Exercise aim. Once the line with "Find the street" is found in the data, output it and each following line exactly, up to and including the line with "Find the hanging", and nothing before or after.

Referring expression data

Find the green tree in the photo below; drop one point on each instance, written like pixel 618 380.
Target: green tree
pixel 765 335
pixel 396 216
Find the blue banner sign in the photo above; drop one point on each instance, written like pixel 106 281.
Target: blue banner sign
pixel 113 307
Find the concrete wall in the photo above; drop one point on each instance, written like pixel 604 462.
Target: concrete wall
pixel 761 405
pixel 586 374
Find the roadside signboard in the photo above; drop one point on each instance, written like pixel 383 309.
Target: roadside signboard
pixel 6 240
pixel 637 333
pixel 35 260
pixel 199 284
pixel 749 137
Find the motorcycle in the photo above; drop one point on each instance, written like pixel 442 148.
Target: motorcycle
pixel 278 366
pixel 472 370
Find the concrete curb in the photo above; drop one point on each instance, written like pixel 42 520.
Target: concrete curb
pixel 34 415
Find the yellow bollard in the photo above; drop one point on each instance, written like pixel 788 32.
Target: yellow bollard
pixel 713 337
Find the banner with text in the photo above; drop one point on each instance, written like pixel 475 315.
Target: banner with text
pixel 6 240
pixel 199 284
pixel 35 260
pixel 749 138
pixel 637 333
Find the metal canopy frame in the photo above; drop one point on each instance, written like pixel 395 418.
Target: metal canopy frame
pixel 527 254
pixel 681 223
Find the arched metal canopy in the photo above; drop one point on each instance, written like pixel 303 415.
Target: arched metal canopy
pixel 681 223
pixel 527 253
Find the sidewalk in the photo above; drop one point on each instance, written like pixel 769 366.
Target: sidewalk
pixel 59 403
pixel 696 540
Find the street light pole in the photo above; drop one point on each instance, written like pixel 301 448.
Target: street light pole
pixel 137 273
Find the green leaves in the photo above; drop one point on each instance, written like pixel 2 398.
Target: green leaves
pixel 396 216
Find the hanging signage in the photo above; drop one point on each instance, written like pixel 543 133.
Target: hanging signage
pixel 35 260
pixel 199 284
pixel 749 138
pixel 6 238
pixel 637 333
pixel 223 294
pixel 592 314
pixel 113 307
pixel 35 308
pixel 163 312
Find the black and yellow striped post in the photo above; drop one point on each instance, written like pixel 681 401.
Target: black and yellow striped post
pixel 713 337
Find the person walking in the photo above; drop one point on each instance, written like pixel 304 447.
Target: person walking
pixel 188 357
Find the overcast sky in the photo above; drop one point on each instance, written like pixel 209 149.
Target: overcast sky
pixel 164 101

Your solution.
Find the street light pole in the photo above; drop one point on each instance, written like pixel 301 448.
Target: street light pole
pixel 137 273
Find the green leaves in the photo above; drop one point on each instance, written like pixel 2 398.
Target: green leaves
pixel 396 216
Find the hanging signage in the photo above; drop one point on each instance, written like pixel 543 133.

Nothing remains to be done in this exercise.